— start Material shown —

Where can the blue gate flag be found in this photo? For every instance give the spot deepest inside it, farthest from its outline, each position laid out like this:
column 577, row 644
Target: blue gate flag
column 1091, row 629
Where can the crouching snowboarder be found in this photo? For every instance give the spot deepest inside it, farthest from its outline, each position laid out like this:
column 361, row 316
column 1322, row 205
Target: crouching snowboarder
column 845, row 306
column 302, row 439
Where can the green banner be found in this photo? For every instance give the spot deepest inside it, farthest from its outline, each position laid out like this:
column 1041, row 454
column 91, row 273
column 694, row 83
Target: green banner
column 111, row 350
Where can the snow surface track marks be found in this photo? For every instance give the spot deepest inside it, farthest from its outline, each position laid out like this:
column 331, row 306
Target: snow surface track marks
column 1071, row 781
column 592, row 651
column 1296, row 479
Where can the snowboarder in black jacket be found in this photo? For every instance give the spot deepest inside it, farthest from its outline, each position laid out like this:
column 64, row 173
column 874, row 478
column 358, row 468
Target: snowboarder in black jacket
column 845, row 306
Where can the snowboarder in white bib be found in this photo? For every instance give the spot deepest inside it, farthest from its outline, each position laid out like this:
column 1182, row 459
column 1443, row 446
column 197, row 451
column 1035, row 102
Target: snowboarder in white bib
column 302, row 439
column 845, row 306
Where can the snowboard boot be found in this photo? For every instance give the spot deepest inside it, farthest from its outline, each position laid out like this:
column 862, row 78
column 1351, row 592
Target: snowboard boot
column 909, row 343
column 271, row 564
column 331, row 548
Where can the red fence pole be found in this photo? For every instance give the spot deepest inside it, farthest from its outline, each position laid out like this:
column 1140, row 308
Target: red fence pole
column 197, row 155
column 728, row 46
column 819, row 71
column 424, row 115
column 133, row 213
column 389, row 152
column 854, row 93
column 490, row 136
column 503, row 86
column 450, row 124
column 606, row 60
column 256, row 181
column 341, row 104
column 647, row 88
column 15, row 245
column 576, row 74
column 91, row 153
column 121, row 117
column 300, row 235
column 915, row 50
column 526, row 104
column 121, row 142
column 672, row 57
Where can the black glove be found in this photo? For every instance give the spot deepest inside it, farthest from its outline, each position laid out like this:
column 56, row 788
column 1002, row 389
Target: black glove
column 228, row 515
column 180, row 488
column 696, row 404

— end Material shown —

### What you are asked to do:
Could you reproduce every record above exactly as it appears?

### Output for this task:
Where can the blue gate flag be found in this photo? For every instance give the spot deepest inside it, farthest from its outline, each position laid out like this:
column 577, row 644
Target: blue gate flag
column 1091, row 629
Where can the crouching snowboarder be found in this photo? For every instance give the spot deepest inside it, farthest from its outline, each position laid out like this:
column 361, row 316
column 1322, row 205
Target: crouching snowboarder
column 845, row 306
column 302, row 439
Where can the green banner be found in this photo? For every instance give the spot deepest inside it, farthest from its outline, each position laid out like this:
column 1041, row 454
column 91, row 273
column 694, row 83
Target: green banner
column 111, row 350
Where can the snow surface track marks be found in this photo? For every instance give the spot deepest inside it, farthest from its outline, each position laid out like this:
column 331, row 306
Target: snow surface track marks
column 1071, row 781
column 592, row 651
column 1296, row 479
Where can the snowboarder in black jacket be found in this photo? For every instance give the spot deepest inside it, farthest from its outline, each position laid out like this:
column 64, row 173
column 874, row 478
column 358, row 468
Target: snowboarder in black jacket
column 845, row 306
Where can the snowboarder in white bib be found in this photo? For every instance give the spot deepest inside it, farthest from its outline, each position laid out like this:
column 1182, row 459
column 1443, row 446
column 197, row 451
column 1035, row 102
Target: snowboarder in white bib
column 302, row 439
column 845, row 306
Where can the snowboard boot be found in this photo? For every instance give the spot deepest inside it, farthest from its outline, each position laid out like this:
column 862, row 78
column 1351, row 592
Target: snowboard boot
column 909, row 343
column 271, row 564
column 331, row 548
Where can the red fence pole be found in this photo? For every instance give the spot deepest inside it, farthest from its outline, each position laid out like this:
column 1140, row 308
Target: red fence pole
column 197, row 155
column 728, row 46
column 819, row 71
column 424, row 115
column 133, row 213
column 389, row 152
column 854, row 93
column 490, row 136
column 503, row 86
column 450, row 124
column 606, row 60
column 256, row 181
column 341, row 104
column 647, row 88
column 15, row 245
column 576, row 74
column 91, row 153
column 121, row 117
column 300, row 235
column 915, row 50
column 526, row 104
column 121, row 142
column 672, row 57
Where can the black glove be found in this photo? For every instance give the spot deepest inside it, farthest from its outline, each position laid out like this:
column 56, row 788
column 1002, row 389
Target: black glove
column 228, row 515
column 180, row 488
column 696, row 404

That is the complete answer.